PROMPT.
Reproduce each of the entries below word for word, keeping every line unchanged.

SOURCE DATA.

━━━

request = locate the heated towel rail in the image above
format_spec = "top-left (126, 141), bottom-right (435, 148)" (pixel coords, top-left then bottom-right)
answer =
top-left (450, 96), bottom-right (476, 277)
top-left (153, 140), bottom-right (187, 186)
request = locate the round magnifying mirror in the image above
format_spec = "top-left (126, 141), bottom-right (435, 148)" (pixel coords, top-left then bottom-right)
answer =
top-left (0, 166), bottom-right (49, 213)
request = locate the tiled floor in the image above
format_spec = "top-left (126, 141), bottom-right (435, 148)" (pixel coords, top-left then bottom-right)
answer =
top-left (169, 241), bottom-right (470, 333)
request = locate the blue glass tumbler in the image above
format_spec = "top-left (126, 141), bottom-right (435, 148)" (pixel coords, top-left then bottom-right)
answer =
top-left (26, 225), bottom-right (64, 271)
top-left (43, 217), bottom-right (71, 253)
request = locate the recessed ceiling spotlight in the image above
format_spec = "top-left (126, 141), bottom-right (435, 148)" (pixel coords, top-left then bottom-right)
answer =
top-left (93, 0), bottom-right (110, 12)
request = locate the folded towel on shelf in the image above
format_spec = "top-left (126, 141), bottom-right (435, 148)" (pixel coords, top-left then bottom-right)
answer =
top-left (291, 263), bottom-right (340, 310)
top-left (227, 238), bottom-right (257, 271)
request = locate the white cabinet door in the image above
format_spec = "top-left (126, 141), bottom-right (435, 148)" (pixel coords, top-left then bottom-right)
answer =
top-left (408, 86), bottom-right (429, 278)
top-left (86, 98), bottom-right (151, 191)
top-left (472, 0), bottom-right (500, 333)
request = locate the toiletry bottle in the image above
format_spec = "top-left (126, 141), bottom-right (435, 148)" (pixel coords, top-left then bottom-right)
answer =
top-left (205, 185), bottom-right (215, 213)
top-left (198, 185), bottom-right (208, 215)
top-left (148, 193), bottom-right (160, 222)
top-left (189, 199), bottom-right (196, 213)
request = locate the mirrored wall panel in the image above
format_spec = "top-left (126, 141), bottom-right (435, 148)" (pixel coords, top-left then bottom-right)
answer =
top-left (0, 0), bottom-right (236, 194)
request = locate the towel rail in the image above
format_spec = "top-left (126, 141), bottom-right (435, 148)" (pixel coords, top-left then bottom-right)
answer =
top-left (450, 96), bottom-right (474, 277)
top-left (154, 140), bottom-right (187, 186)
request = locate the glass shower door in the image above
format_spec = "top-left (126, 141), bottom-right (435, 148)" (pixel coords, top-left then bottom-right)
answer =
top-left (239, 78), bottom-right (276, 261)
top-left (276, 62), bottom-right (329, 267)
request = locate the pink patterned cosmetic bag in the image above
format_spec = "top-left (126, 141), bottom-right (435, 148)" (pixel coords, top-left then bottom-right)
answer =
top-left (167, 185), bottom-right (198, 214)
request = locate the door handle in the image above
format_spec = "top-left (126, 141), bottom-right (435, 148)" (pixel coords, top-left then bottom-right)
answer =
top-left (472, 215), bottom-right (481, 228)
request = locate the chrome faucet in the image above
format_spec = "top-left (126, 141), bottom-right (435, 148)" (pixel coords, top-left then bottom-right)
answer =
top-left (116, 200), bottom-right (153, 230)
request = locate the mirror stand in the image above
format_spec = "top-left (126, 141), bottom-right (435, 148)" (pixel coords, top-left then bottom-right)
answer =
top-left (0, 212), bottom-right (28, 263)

━━━

THE RESPONSE.
request = locate the heated towel rail in the image above
format_spec = "top-left (126, 141), bottom-right (435, 148)" (pixel coords, top-left then bottom-right)
answer =
top-left (450, 96), bottom-right (476, 277)
top-left (153, 140), bottom-right (187, 186)
request = locate the round magnifying mirror in the image above
format_spec = "top-left (126, 141), bottom-right (435, 148)" (pixel coords, top-left then bottom-right)
answer =
top-left (0, 166), bottom-right (49, 213)
request = locate the tiled floor in the image above
format_spec = "top-left (126, 141), bottom-right (435, 148)" (pixel coords, top-left then bottom-right)
answer =
top-left (169, 241), bottom-right (470, 333)
request = locate the blue glass tumbler in the image above
format_spec = "top-left (126, 141), bottom-right (435, 148)" (pixel coords, top-left then bottom-right)
answer =
top-left (26, 225), bottom-right (64, 271)
top-left (43, 217), bottom-right (71, 253)
request = locate the recessed ceiling spotlight in the image above
format_spec = "top-left (126, 141), bottom-right (435, 148)" (pixel coords, top-left then bottom-right)
answer =
top-left (93, 0), bottom-right (110, 12)
request = locate the folded towel on shelf in the image above
format_spec = "top-left (126, 141), bottom-right (435, 148)" (pixel coords, top-left then bottom-right)
answer =
top-left (291, 263), bottom-right (340, 310)
top-left (227, 238), bottom-right (257, 271)
request = locate the white cabinet door in the image above
format_spec = "top-left (126, 141), bottom-right (435, 148)" (pixel coords, top-left then bottom-right)
answer =
top-left (408, 86), bottom-right (429, 278)
top-left (86, 98), bottom-right (151, 191)
top-left (472, 0), bottom-right (500, 333)
request = locate the toiletry bottle in the image above
format_spec = "top-left (126, 141), bottom-right (435, 148)" (pixel coords, top-left then bottom-right)
answer =
top-left (205, 185), bottom-right (215, 213)
top-left (198, 185), bottom-right (208, 215)
top-left (148, 193), bottom-right (160, 222)
top-left (189, 199), bottom-right (196, 213)
request = locate the mirrored wall panel in the image above
format_spec = "top-left (126, 141), bottom-right (435, 148)" (pixel coords, top-left then bottom-right)
answer =
top-left (0, 0), bottom-right (236, 194)
request = locate the towel rail in the image above
format_spec = "top-left (126, 141), bottom-right (435, 148)" (pixel coords, top-left then bottom-right)
answer =
top-left (450, 96), bottom-right (474, 277)
top-left (154, 140), bottom-right (187, 186)
request = locate the glass shower door in the image above
format_spec = "top-left (126, 141), bottom-right (435, 148)" (pixel coords, top-left then bottom-right)
answer =
top-left (239, 78), bottom-right (276, 261)
top-left (276, 62), bottom-right (329, 267)
request = locate the pink patterned cosmetic bag in the image above
format_spec = "top-left (126, 141), bottom-right (435, 148)" (pixel coords, top-left then bottom-right)
answer =
top-left (167, 185), bottom-right (198, 214)
request = locate the door handle in the image above
format_spec = "top-left (126, 141), bottom-right (435, 148)" (pixel coords, top-left then bottom-right)
answer =
top-left (472, 215), bottom-right (481, 228)
request = locate the chrome faucet in the image above
format_spec = "top-left (126, 141), bottom-right (435, 148)" (pixel coords, top-left then bottom-right)
answer =
top-left (116, 200), bottom-right (153, 230)
request = locate the mirror stand in the image above
format_spec = "top-left (126, 141), bottom-right (435, 148)" (pixel coords, top-left then bottom-right)
answer =
top-left (0, 212), bottom-right (28, 263)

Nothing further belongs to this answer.